• _Provided information_:
-=-=-
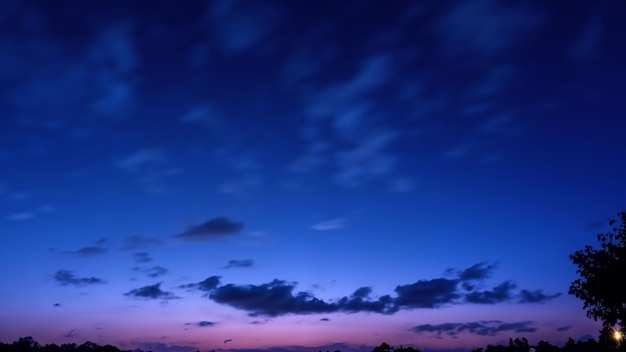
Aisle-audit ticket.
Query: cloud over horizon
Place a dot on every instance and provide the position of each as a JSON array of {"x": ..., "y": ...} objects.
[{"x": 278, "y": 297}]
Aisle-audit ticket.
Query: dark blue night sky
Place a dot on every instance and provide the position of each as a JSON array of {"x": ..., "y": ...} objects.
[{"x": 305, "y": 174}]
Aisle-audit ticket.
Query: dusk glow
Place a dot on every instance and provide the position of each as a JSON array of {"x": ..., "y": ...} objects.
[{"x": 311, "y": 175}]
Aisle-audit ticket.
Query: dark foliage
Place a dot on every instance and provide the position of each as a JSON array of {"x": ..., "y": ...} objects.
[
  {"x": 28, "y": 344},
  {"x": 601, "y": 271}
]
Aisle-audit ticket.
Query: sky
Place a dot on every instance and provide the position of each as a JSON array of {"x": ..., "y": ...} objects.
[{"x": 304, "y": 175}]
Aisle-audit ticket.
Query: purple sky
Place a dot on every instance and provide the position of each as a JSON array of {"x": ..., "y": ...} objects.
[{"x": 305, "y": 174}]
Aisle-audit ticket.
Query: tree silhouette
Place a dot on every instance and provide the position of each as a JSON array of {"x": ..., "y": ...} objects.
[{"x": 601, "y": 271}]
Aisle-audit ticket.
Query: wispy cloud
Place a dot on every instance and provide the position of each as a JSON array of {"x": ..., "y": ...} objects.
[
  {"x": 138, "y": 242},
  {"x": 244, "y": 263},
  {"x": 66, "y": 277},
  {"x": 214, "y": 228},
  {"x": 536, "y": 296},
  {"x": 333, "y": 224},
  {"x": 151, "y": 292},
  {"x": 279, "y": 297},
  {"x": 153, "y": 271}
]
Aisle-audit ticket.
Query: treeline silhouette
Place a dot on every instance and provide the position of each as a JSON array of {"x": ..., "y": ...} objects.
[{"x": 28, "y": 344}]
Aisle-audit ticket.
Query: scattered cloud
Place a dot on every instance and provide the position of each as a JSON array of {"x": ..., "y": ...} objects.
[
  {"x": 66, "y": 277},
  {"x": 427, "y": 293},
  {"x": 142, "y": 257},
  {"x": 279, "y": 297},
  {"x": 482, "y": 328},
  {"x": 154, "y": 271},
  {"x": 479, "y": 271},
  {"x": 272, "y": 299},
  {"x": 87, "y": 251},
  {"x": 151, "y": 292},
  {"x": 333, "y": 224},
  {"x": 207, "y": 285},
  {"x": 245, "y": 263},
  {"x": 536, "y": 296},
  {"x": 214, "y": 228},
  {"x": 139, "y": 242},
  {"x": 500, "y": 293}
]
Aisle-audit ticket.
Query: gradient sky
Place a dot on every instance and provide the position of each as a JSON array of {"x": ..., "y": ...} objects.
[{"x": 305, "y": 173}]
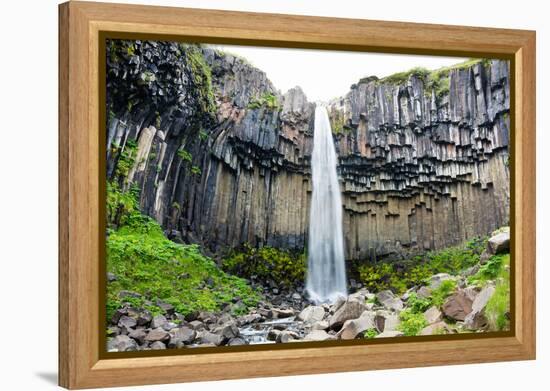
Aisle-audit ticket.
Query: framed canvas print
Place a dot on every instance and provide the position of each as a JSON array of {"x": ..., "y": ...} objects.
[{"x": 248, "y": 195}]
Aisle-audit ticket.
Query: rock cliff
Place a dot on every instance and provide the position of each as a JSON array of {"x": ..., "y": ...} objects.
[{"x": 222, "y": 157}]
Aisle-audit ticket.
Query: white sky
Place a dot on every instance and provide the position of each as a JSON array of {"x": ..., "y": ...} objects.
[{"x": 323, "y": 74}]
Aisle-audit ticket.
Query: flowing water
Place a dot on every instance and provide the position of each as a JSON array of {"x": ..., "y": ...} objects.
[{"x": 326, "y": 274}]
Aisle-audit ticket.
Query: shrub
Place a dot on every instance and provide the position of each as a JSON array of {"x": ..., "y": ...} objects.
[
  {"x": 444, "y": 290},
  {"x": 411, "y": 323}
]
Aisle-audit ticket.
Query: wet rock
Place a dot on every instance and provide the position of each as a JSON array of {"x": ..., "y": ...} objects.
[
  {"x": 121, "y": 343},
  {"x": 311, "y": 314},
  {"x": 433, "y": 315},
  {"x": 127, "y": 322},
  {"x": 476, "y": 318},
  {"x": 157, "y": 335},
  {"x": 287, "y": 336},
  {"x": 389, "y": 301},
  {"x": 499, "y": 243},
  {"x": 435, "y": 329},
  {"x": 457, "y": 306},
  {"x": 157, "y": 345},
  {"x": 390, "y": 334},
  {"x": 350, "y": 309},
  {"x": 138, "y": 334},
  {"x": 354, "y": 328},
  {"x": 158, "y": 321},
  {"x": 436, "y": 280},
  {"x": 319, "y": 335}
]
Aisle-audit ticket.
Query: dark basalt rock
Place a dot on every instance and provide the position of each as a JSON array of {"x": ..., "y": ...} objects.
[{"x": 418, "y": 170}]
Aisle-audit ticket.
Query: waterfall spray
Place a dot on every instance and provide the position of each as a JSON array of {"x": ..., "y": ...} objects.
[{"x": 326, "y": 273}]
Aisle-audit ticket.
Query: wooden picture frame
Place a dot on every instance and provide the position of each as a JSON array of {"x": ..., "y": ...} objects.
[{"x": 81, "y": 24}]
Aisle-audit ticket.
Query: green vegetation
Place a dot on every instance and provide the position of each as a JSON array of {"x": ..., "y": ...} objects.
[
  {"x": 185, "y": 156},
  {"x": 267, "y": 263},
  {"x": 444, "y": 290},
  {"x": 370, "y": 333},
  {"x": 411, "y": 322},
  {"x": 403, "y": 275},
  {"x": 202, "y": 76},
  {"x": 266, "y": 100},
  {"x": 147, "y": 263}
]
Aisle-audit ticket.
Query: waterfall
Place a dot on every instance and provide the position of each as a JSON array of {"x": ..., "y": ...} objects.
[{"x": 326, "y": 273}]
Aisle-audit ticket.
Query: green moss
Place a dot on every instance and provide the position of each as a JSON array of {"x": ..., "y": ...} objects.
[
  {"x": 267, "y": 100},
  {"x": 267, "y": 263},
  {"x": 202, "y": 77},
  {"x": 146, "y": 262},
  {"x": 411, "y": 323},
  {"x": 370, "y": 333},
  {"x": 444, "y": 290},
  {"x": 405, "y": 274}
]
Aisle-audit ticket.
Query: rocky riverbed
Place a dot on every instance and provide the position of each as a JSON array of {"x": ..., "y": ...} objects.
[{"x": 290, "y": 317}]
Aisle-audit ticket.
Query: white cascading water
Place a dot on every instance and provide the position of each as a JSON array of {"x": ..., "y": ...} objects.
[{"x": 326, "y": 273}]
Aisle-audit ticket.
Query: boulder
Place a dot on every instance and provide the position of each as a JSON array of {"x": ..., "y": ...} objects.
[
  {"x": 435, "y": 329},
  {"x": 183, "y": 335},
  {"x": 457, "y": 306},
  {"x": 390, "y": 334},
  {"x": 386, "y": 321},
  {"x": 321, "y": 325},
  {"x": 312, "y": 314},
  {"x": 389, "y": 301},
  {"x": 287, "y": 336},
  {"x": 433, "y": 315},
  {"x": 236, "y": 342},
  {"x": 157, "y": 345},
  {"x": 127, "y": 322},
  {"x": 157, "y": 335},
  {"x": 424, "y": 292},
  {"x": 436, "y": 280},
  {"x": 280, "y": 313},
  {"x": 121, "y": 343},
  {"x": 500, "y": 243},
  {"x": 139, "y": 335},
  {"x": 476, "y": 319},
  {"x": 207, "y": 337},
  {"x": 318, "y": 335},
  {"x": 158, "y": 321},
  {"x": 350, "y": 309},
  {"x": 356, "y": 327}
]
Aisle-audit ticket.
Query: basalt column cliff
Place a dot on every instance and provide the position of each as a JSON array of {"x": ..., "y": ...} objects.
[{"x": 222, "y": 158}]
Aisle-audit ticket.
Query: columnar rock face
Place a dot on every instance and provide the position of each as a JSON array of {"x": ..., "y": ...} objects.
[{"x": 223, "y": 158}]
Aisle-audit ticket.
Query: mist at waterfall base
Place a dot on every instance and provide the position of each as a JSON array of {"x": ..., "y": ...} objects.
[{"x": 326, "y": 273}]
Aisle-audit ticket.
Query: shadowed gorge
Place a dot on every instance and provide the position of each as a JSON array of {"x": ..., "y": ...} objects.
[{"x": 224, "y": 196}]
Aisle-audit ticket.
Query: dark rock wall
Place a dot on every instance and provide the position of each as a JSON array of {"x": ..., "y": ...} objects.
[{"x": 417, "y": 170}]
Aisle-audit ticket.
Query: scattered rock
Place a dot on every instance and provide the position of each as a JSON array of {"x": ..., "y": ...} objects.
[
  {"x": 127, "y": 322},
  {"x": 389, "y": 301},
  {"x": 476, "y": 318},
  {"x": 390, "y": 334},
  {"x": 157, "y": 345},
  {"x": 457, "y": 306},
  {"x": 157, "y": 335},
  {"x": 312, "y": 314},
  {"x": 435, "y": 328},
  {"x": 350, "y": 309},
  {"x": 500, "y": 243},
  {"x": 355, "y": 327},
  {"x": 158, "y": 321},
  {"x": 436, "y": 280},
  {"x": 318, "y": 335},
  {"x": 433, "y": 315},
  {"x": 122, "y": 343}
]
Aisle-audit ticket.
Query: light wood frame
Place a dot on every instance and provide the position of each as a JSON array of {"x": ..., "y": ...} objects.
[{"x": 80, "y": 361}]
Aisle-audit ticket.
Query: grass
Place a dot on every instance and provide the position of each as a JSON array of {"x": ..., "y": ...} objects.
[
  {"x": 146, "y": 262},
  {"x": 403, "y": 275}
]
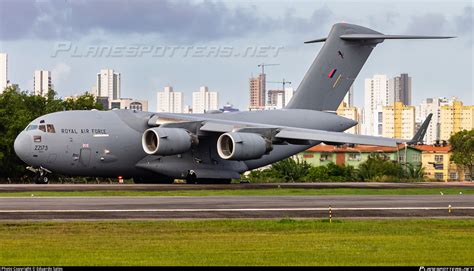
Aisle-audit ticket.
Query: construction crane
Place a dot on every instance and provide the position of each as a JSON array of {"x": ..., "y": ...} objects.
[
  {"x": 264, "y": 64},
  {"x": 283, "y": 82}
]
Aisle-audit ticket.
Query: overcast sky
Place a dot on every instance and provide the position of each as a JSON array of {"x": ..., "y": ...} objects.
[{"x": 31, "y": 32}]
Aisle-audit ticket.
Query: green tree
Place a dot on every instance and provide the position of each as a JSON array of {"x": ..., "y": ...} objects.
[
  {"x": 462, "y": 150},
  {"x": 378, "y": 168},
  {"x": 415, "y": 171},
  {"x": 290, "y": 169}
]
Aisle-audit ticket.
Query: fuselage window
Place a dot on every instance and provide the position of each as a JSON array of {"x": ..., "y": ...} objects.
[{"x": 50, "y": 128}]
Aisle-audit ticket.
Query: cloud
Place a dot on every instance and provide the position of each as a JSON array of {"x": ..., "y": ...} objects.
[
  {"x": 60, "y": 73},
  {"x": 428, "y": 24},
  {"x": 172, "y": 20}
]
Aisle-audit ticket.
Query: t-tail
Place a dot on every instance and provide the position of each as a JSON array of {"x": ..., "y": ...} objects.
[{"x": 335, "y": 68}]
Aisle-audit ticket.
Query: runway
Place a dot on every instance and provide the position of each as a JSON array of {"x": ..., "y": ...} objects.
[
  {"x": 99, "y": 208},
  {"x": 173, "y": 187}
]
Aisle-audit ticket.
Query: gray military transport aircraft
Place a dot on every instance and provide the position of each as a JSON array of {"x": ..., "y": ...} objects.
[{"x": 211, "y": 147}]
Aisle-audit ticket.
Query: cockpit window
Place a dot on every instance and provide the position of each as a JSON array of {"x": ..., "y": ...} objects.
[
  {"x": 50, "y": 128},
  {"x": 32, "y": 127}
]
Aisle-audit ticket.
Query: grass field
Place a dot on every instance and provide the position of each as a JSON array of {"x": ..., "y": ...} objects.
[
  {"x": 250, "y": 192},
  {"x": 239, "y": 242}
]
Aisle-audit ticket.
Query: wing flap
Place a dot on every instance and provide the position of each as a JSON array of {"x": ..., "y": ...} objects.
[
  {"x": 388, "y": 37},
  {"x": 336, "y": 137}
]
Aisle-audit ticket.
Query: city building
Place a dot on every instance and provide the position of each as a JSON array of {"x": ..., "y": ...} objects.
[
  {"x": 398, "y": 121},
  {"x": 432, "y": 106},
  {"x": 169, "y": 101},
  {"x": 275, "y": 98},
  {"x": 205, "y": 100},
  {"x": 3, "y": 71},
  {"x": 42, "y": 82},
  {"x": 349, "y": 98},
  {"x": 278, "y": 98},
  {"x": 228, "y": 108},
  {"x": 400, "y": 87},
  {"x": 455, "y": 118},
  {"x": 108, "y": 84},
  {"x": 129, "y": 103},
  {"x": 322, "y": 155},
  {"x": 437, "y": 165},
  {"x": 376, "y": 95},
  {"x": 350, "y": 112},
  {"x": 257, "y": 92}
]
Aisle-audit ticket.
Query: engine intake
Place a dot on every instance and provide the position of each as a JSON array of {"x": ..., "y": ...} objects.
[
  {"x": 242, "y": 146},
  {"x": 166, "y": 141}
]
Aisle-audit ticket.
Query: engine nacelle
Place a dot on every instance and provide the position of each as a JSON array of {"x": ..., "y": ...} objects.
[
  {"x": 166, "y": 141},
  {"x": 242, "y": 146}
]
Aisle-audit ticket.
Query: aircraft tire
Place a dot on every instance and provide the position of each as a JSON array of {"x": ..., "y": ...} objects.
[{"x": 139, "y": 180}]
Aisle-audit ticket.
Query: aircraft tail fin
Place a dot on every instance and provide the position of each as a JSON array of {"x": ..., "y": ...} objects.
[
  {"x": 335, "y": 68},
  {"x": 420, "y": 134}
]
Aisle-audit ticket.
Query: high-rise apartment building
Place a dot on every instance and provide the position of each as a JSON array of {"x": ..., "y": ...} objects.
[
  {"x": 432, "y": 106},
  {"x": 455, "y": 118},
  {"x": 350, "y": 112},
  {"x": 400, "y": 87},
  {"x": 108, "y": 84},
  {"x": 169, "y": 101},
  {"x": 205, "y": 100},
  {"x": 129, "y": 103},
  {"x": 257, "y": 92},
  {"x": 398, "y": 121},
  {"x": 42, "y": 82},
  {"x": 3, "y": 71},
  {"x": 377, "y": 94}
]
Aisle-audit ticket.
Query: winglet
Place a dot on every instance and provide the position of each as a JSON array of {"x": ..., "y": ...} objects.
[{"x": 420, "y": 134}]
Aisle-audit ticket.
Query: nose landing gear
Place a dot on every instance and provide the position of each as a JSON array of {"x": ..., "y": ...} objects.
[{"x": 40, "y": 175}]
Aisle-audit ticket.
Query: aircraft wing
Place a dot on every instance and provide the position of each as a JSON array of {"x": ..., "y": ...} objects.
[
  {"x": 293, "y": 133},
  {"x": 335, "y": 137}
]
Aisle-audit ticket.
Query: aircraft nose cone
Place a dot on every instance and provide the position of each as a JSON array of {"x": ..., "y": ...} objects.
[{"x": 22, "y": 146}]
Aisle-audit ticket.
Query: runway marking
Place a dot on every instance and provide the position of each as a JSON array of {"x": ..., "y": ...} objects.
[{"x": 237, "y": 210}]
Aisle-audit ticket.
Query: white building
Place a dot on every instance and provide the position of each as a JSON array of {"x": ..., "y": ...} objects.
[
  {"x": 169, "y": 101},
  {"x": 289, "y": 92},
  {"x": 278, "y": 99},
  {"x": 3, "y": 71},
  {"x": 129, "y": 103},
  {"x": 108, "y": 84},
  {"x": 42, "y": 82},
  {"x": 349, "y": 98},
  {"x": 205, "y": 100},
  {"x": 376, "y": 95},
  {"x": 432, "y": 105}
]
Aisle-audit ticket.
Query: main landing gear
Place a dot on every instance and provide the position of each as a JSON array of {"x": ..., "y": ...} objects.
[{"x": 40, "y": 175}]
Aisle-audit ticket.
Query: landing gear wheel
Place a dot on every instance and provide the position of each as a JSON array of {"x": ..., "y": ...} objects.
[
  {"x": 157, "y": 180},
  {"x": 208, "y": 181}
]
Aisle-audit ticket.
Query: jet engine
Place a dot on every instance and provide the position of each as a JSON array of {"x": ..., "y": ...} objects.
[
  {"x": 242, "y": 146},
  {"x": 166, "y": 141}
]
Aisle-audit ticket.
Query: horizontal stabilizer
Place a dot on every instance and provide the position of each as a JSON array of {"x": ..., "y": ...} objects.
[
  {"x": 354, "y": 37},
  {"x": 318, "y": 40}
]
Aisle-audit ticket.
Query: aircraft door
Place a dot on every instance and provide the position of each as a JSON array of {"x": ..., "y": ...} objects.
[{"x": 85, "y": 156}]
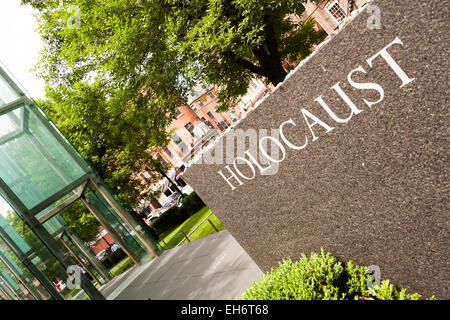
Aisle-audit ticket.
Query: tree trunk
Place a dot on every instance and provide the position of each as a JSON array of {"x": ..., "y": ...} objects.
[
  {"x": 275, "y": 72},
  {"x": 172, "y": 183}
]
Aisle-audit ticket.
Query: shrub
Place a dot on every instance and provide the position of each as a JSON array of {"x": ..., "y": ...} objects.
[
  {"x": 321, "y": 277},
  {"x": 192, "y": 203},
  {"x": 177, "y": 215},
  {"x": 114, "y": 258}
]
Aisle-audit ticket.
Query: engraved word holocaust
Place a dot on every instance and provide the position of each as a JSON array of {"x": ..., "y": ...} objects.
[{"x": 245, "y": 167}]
-=-=-
• _Work instruction_: Search the records for the word "gear" and copy out every line that holds it.

• _Completed task_:
Query: nose landing gear
Query: main landing gear
Query: landing gear wheel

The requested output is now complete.